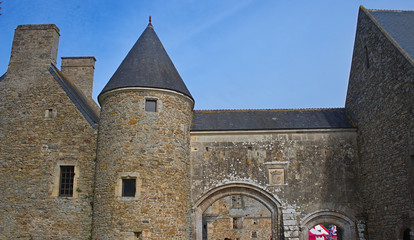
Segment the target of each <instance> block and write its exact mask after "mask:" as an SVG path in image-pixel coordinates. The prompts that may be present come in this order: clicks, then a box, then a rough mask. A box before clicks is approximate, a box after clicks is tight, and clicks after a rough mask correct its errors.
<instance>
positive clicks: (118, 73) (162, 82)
mask: <svg viewBox="0 0 414 240" xmlns="http://www.w3.org/2000/svg"><path fill="white" fill-rule="evenodd" d="M127 87H148V88H158V89H167V90H173V91H176V92H179V93H182V94H184V95H187V96H188V97H190V98H191V99H193V97H192V96H191V94H190V92H189V91H188V89H187V87H186V85H185V84H184V82H183V80H182V79H181V77H180V75H179V74H178V72H177V70H176V69H175V67H174V64H173V63H172V61H171V59H170V57H169V56H168V54H167V52H166V51H165V49H164V47H163V45H162V43H161V41H160V40H159V38H158V36H157V34H156V33H155V31H154V28H153V27H152V25H150V24H149V25H148V27H147V28H146V29H145V31H144V32H143V33H142V35H141V36H140V37H139V39H138V41H137V42H136V43H135V45H134V46H133V47H132V49H131V50H130V51H129V53H128V55H127V56H126V57H125V59H124V60H123V61H122V63H121V65H120V66H119V67H118V69H117V70H116V72H115V73H114V75H113V76H112V77H111V79H110V80H109V82H108V83H107V84H106V86H105V87H104V89H103V90H102V92H101V93H100V94H99V96H101V95H102V94H104V93H105V92H108V91H111V90H114V89H119V88H127ZM99 96H98V99H99Z"/></svg>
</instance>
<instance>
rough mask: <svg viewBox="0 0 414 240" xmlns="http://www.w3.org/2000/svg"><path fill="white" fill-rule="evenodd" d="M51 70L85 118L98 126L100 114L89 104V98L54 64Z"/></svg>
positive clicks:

■ ■ ■ ■ ■ ■ ■

__YOUR OBJECTIVE__:
Put the lines from the one containing "</instance>" through the last line above into a numbered list, leaving out any blank lines.

__RESPONSE TO THIS TASK__:
1. </instance>
2. <instance>
3. rough mask: <svg viewBox="0 0 414 240" xmlns="http://www.w3.org/2000/svg"><path fill="white" fill-rule="evenodd" d="M51 70L85 118L98 126L100 114L89 104V98L54 64Z"/></svg>
4. positive clicks:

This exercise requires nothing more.